:: Directions ::
Set out the listing as a numbered list, from the line containing "the green tree" through the end of the listing, with any blank lines omitted.

:: Data provided ::
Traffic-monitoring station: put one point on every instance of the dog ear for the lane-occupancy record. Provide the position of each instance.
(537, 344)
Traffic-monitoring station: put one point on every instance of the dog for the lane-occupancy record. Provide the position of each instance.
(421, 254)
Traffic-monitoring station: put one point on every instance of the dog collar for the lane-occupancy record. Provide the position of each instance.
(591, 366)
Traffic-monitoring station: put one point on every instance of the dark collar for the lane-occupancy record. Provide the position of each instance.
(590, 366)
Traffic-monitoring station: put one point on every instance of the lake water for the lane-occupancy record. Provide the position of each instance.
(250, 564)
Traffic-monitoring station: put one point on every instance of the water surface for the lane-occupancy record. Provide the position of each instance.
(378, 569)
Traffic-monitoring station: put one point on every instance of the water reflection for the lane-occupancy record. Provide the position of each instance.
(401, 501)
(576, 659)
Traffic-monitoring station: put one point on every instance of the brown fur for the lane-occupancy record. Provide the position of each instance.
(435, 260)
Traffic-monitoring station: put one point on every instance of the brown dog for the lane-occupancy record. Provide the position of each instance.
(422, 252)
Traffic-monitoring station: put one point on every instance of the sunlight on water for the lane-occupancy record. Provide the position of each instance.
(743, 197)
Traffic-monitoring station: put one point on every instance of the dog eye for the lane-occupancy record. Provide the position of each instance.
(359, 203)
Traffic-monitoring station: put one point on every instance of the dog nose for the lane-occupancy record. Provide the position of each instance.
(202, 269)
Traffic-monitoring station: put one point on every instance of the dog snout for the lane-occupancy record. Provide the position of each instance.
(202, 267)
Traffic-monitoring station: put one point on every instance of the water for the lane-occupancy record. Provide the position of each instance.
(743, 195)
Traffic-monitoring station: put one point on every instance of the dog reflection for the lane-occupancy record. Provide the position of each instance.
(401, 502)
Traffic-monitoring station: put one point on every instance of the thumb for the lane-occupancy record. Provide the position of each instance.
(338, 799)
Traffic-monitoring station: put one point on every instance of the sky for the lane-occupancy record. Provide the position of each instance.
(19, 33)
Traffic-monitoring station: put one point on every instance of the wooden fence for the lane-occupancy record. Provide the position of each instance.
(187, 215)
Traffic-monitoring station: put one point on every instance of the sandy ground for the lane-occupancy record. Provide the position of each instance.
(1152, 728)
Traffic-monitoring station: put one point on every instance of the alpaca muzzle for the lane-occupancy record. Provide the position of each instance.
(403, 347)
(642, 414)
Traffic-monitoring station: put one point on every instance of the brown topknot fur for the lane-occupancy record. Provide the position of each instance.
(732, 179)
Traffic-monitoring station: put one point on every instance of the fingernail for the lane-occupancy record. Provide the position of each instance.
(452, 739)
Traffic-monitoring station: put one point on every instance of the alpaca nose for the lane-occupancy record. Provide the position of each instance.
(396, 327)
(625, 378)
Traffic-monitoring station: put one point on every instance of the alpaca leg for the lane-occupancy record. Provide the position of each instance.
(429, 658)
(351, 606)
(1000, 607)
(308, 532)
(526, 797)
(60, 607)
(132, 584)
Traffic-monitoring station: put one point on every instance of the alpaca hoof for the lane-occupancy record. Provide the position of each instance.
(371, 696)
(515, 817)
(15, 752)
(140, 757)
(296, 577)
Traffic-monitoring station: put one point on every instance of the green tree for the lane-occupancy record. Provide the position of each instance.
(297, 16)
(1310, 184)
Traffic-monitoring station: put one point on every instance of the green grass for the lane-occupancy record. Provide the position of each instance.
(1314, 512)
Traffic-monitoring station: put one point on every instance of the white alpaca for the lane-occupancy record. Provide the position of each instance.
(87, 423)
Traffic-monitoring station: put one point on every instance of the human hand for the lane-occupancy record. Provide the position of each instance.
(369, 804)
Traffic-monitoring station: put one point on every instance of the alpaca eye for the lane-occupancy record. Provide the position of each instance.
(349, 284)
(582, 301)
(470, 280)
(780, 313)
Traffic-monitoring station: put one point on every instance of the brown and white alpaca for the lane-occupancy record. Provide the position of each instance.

:: Response to this task ::
1. Traffic-monitoring station: put one point on every instance of the green tree for the lane-occupancy record. Provide the position of each instance.
2. (297, 16)
3. (1310, 184)
4. Traffic-monitoring station: put one point on every instance of the green grass for the lane-occupancy record. Provide the position of each instance.
5. (1314, 512)
6. Traffic-monitoring station: put one point on every instance of the white alpaca for the lane-occupancy record. Provide the position of each instance.
7. (87, 423)
8. Traffic-monitoring station: put one point on every instance of the human hand for the lane-occupancy record. Provide the position of each instance.
9. (369, 804)
10. Traffic-monitoring station: put one point on every instance of the alpaca eye for the lane-occupancy record. Provide the position of each instance.
11. (349, 284)
12. (582, 301)
13. (470, 280)
14. (780, 313)
15. Traffic-monitoring station: put one point on every instance of the brown and white alpaca for the lane-occupancy record. Provide the position of each instance.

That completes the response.